- JOB: Copy exactly the lines from the "Where can the wisteria be" line to the end, both included, and nothing else.

- EXERCISE MATERIAL:
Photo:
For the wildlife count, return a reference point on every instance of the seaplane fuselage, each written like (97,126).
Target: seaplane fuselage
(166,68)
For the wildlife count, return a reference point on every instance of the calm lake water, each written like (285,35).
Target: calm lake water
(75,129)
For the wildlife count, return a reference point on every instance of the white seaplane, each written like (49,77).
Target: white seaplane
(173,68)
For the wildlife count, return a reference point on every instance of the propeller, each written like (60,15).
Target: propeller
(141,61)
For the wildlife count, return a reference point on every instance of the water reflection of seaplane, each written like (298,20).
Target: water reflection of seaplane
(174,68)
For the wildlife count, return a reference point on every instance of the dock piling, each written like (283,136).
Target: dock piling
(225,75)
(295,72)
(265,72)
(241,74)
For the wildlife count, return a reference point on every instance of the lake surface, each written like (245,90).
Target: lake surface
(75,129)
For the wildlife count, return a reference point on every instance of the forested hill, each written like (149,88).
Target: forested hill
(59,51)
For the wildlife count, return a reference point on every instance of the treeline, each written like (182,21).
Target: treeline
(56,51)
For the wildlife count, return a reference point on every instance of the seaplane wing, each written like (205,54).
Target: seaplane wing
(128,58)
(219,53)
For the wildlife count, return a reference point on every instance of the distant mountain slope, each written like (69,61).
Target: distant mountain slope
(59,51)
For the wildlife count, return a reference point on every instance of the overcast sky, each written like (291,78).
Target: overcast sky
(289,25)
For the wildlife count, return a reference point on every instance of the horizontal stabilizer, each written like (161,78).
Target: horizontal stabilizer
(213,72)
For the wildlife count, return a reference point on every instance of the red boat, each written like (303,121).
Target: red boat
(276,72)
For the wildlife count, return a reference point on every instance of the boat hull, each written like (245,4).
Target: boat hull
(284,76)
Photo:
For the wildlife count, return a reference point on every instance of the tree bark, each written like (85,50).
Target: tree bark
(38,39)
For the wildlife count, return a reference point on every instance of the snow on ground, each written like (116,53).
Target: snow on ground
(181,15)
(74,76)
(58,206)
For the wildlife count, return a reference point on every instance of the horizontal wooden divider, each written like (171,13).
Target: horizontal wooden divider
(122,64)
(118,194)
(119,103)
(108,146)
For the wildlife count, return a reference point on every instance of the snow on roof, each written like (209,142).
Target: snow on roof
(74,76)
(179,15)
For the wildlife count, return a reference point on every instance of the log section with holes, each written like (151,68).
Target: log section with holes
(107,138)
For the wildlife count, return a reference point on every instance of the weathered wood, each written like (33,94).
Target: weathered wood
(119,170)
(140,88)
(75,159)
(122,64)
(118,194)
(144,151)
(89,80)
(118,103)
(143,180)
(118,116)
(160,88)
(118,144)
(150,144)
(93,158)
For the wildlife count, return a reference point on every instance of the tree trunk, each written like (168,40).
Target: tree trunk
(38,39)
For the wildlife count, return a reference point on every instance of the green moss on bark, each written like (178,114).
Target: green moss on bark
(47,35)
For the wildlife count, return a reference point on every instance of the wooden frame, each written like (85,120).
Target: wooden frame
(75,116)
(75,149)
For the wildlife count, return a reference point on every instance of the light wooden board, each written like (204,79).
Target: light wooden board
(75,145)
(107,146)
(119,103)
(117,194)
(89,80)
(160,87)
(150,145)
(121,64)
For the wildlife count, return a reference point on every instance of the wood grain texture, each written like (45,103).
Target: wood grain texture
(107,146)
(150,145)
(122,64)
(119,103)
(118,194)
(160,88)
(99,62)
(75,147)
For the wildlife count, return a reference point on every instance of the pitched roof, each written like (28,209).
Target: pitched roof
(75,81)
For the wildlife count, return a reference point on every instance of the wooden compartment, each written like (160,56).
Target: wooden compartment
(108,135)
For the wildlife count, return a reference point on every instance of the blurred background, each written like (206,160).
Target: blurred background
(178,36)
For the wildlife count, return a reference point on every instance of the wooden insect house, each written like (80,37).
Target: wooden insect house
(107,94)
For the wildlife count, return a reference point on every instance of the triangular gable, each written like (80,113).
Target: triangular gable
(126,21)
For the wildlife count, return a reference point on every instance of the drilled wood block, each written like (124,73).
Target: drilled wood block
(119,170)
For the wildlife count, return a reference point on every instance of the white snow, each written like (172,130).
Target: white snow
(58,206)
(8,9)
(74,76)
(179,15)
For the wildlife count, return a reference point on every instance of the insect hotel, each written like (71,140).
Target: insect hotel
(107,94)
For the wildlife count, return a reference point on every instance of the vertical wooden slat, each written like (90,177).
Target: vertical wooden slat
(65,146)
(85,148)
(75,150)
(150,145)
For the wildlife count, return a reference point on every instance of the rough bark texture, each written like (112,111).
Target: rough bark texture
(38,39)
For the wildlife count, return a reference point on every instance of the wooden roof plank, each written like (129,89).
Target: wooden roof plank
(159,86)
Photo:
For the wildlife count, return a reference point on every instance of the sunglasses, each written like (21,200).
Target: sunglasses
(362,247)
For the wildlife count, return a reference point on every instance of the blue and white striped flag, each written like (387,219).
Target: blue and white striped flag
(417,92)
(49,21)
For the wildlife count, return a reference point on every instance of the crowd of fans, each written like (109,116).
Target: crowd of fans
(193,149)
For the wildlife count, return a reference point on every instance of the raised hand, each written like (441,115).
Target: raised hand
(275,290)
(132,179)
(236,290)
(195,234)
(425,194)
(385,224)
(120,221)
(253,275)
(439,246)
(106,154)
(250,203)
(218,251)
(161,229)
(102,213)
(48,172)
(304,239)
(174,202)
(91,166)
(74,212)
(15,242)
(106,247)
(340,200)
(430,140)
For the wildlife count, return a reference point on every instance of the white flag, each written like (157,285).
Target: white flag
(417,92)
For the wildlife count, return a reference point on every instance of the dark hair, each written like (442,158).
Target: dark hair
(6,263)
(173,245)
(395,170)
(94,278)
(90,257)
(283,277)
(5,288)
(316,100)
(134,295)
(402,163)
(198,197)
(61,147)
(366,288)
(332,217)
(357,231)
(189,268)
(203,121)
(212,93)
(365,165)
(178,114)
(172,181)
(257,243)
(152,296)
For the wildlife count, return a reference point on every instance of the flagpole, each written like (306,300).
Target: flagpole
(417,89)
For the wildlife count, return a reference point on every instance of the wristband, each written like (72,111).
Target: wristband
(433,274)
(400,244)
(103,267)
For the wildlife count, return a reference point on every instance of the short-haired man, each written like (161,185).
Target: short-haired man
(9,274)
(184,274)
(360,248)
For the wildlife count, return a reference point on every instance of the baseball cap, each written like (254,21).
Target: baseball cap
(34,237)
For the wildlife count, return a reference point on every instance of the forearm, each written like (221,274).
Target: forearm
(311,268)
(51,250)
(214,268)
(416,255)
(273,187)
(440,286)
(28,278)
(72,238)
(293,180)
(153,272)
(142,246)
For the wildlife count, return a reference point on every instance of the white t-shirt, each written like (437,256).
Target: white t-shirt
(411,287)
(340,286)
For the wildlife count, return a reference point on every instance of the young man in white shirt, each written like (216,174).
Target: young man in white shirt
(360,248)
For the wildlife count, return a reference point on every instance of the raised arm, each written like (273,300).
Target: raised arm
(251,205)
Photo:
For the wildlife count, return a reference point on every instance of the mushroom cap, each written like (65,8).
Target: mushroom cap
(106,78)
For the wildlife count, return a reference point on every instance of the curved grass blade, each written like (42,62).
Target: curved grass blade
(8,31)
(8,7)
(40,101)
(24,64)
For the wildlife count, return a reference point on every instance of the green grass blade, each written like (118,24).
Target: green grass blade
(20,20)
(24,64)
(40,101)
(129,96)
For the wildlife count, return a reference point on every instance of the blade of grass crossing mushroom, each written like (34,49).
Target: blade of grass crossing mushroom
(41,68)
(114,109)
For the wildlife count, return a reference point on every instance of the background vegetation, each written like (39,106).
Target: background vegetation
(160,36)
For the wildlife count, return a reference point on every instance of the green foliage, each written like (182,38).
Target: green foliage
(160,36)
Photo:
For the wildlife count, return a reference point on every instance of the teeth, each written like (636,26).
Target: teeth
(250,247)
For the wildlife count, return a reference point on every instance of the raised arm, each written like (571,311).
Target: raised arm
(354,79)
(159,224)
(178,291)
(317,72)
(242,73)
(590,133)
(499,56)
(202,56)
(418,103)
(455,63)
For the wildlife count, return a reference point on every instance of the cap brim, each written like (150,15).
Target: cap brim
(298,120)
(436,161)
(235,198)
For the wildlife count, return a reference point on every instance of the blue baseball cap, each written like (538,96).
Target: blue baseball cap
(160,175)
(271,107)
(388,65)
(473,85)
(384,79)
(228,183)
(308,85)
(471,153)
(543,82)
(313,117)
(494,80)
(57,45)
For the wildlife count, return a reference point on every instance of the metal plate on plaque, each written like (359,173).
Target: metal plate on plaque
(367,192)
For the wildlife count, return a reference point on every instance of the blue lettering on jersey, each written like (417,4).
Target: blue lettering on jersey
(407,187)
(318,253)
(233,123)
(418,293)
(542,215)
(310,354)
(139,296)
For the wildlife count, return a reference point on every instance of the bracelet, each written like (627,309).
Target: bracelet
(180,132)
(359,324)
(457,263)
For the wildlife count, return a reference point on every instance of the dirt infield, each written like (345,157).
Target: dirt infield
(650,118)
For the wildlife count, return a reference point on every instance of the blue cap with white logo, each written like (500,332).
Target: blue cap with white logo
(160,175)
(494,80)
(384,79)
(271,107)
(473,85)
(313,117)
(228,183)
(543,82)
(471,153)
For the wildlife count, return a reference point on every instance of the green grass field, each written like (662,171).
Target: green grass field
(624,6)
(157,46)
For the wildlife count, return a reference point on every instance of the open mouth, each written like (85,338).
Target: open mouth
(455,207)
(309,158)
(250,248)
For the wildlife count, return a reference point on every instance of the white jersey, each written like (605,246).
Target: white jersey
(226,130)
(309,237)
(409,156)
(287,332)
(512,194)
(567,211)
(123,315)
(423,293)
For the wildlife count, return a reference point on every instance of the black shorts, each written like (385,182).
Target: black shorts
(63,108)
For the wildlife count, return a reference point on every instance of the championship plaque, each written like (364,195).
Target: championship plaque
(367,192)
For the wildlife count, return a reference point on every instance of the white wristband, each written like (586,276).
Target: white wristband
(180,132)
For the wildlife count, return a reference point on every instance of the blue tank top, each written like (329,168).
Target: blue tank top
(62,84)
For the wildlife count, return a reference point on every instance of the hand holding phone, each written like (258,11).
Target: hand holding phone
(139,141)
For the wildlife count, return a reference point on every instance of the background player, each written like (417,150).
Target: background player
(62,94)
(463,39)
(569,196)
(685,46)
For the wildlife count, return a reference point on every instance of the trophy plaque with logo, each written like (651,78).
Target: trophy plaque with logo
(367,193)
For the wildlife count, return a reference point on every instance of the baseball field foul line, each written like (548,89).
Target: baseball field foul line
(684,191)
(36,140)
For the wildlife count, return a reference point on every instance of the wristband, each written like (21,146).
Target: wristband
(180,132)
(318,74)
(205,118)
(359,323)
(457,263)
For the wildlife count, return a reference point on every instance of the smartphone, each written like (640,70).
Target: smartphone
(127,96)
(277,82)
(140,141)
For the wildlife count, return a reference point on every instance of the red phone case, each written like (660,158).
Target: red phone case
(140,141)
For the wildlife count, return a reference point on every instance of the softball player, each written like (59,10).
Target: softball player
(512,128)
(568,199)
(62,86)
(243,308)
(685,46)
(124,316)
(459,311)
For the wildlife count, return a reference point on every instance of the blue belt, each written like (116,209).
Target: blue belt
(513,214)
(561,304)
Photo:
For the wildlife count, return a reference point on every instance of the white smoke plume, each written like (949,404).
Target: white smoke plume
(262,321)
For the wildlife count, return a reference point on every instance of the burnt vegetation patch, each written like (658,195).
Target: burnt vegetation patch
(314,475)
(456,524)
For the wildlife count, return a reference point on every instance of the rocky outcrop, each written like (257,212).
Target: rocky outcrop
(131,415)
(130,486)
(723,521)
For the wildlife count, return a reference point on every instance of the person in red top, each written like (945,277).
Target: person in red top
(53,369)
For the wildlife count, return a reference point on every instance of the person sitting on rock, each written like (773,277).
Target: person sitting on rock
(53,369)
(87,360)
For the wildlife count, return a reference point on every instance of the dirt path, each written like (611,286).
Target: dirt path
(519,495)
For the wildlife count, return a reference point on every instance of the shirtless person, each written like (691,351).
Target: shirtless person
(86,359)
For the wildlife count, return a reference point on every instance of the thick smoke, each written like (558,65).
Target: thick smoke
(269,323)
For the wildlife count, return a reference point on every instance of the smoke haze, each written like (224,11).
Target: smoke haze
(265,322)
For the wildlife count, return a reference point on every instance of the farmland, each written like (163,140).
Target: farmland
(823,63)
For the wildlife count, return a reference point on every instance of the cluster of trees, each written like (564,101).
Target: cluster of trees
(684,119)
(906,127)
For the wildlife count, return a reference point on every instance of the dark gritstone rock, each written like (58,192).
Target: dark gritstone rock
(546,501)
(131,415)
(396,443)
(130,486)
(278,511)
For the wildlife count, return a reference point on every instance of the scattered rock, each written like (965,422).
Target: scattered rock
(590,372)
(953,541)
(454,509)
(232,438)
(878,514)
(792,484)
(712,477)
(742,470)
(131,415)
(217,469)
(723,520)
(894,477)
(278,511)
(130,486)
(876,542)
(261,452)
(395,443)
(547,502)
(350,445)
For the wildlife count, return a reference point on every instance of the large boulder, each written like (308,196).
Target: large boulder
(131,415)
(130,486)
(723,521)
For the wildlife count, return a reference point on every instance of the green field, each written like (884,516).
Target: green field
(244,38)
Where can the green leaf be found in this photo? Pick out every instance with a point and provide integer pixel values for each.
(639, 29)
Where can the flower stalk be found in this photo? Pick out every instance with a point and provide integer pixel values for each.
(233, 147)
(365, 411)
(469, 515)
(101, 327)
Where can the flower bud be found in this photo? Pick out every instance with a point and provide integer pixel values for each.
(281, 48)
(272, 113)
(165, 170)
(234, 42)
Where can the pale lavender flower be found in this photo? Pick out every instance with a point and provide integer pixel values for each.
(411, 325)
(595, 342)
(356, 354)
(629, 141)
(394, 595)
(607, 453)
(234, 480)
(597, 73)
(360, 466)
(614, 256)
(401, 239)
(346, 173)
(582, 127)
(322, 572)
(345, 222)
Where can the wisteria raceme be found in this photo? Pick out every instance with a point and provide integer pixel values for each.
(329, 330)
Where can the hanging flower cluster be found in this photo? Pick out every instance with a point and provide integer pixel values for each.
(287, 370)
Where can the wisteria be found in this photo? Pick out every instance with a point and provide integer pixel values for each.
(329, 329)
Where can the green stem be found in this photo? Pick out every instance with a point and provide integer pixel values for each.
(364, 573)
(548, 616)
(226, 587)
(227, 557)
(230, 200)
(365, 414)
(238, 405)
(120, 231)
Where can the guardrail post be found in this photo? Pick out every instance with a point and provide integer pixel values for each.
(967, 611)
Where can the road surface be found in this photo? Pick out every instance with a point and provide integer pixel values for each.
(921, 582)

- OUTPUT FOR THIS EXERCISE:
Where can the wisteria be found in this photo? Pick out every instance with a point and provide integer pixel values for each.
(329, 329)
Where can the green stem be found in this photo? Pick out every instance with a point and provide integer pixel values for each.
(364, 573)
(548, 616)
(226, 587)
(227, 557)
(230, 200)
(365, 414)
(238, 405)
(120, 231)
Where can the guardrail post be found in this photo? Pick out every instance with a point and provide integer pixel values for each.
(967, 611)
Where can the road surface be found in this photo? Pick out every instance with a point and provide integer pixel values for each.
(921, 582)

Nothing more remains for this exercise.